EXTRAIT ::

Mais la boite et le moteur ne sont pas les seuls en cause quand il s’agit de juger, sévèrement, les aptitudes sportives de l’Alfa : le châssis, neutre, n’incite pas non plus à jouer. Non pas qu’il soit intrinsèquement mauvais, c’est plutôt qu’il ne se départit jamais d’une certaine nonchalance. En le poussant un peu il aura tendance à sous-virer au début mais l’électronique remet rapidement l’auto sur les rails. Rassurant, globalement efficace, mais pas du tout excitant.
Après la première journée d’essai, j’ai abandonné toute velléité de chercher la sportivité absolue au volant de la Giulietta. J’ai alors décidé de la traiter en GT. Au final sa boite intelligente et agréable semble toute indiquée. Malheureusement l’Alfa manque là encore d’homogénéité.
Si sa conduite en mode « dynamique cool » est plutôt bien tolérée par le châssis, la boite et le moteur, le confort reste tout de même un point faible : amortissement trop ferme et sièges en bois ne tendent pas vers le pullman.
De plus l’équipement à bord, s’il ne présente pas de manques flagrants, manque une fois de plus d’ergonomie. L’écran multifonctions positionné à l’emplacement habituel de l’autoradio est hors de vue du pilote et nécessite de quitter trop longtemps la route des yeux pour être utilisable de façon naturelle. Le manque de réglages du volant et du siège ne permet pas de trouver une bonne position, le commodo de cruise-control est si bien caché derrière le volant qu’il faut la sensibilité de Ray Charles pour le trouver et deviner comment il s’utilise.
Au final la Giulietta sera perçue au travers du prisme du coup de cœur qu’elle provoquera à son propriétaire : pour l’optimiste amoureux, le verre sera à moitié plein. L’œil et l’oreille sont flattés par la belle. Pour le pessimiste sans sentiments, verre à moitié vide : l’inconfort trop marqué et la performance en retrait plaident en sa défaveur.
En ce qui me concerne j’avoue ne pas avoir été charmé par l’Alfa au point d’oublier ses défauts, mais j’ose entrevoir un début de chemin vers un futur plus brillant. 50 chevaux de plus, un peu plus d’agressivité visuelle, une bonne boite mécanique et un train avant un poil plus accrocheur suffiraient à faire de la Giulietta, peut-être pas la reine des tractions en termes d’efficacité, mais une offre craquante au possible pour goûter à l’exception italienne à moindre frais.
Trop inconfortable et bruyante pour être considérée comme une GT, trop « soft » en toucher de route pour se voir attribué le titre de sportive, l’Alfa Romeo Giulietta QV semble avoir le “cul entre deux chaises”. Dommage car elle démontre qu’Alfa sait toujours faire des mécaniques brillantes et susciter le désir visuel. Un peu plus typée dans un sens ou dans l’autre elle aurait certainement semblé plus homogène. Difficile de regagner le titre de référence sportive après des décennies à laisser la concurrence s’affûter. L’effort reste cependant louable et laisse augurer de belles choses à venir dans le segment des compactes.

CONSIGNE 1 :: D'après l'extrait, où l'écran multifonctions de la Giulietta est-il placé ?
CONSIGNE 2 :: Reproduisez fidèlement le passage de l'extrait allant de « Si sa conduite » jusqu'à « vers le pullman. » inclus.

DONNÉES FOURNIES ::
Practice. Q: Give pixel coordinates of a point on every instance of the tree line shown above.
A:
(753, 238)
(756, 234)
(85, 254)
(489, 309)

RÉPONSE 1 :: À l'emplacement habituel de l'autoradio.

RÉPONSE 2 ::
Si sa conduite en mode « dynamique cool » est plutôt bien tolérée par le châssis, la boite et le moteur, le confort reste tout de même un point faible : amortissement trop ferme et sièges en bois ne tendent pas vers le pullman.